Problem to solve
Nothing but a full, exact copy of the data is needed.

Exercise data

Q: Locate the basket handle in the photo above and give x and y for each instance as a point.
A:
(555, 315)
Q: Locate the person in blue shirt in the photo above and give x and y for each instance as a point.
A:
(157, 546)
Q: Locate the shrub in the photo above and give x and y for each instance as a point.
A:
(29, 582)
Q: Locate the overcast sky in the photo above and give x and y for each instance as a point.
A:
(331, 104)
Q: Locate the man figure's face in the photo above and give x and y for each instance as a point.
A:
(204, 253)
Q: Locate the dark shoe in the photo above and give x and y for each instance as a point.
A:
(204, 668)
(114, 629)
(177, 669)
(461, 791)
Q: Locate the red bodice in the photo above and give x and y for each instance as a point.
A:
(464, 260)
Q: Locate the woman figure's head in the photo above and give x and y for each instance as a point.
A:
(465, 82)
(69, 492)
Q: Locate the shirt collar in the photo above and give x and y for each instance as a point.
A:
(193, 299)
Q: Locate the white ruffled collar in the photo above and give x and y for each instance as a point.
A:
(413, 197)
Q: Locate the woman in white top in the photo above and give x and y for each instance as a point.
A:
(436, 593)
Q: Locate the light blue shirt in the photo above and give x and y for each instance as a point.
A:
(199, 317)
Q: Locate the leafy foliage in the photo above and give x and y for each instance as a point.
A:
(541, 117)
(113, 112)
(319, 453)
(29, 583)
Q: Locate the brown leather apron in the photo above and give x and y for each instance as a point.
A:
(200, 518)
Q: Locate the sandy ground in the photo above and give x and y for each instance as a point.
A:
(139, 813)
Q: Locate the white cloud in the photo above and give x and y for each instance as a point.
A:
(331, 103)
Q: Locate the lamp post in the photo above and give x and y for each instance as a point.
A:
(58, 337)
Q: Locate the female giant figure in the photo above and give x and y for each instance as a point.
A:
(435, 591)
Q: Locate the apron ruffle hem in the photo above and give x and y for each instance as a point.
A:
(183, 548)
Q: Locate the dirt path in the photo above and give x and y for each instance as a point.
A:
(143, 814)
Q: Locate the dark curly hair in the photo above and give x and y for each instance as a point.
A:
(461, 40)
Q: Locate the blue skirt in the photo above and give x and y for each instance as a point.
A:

Response below
Q: Locate the basket handle in the photo above and give x and y for each instance as a point.
A:
(555, 315)
Q: Locate the person in blue shirt in the photo above and give x and y for each instance as a point.
A:
(157, 546)
Q: Locate the shrub in the photo above and give x and y for each instance as a point.
A:
(29, 582)
Q: Locate the overcast sky in the photo above and give x and y for each instance as a point.
A:
(331, 104)
Q: Locate the man figure's face in the photo above and give x and y for each instance as a point.
A:
(204, 253)
Q: Locate the dark shoe in the photo above and give x and y for each instance as a point.
A:
(204, 668)
(114, 629)
(177, 669)
(461, 791)
Q: Locate the red bodice in the photo above and give x and y for each instance as a point.
A:
(464, 260)
Q: Locate the woman figure's head in the photo above and give x and y for each instance as a point.
A:
(465, 82)
(69, 492)
Q: Locate the shirt collar in the photo above and give x and y for each instance as a point.
A:
(193, 299)
Q: Locate the white ruffled collar in the photo above and give x and y for each instance as a point.
A:
(413, 197)
Q: Locate the woman in white top in the photo above and give x and y for each instance as a point.
A:
(436, 593)
Q: Locate the light blue shirt in the photo above and give x and y for each instance as a point.
A:
(199, 317)
Q: Locate the leafy foliage in the photo above and give x and y for each instance as a point.
A:
(541, 117)
(113, 112)
(319, 453)
(29, 583)
Q: Locate the brown leather apron in the photo above and give x and y for each instance as a point.
A:
(200, 518)
Q: Locate the sandy ground in the photo above and give x and y for each instance as a point.
A:
(139, 813)
Q: Locate the white cloud in the photo above and give x and y for each instance as a point.
A:
(331, 103)
Q: Locate the lamp post in the photo above and give x and y for each instance as a point.
A:
(58, 337)
Q: Locate the female giant figure in the photo above and give x and y for each instance as a point.
A:
(435, 591)
Q: Locate the apron ruffle hem in the photo above and give x and y for each instance as a point.
A:
(183, 548)
Q: Locate the dirt path in the photo above and give x and y for each instance as a point.
A:
(143, 814)
Q: Locate the dark curly hair in the photo above and give x and y for each instance as a point.
A:
(461, 40)
Q: Locate the blue skirt in the photo above and give x and y for each instance as a point.
A:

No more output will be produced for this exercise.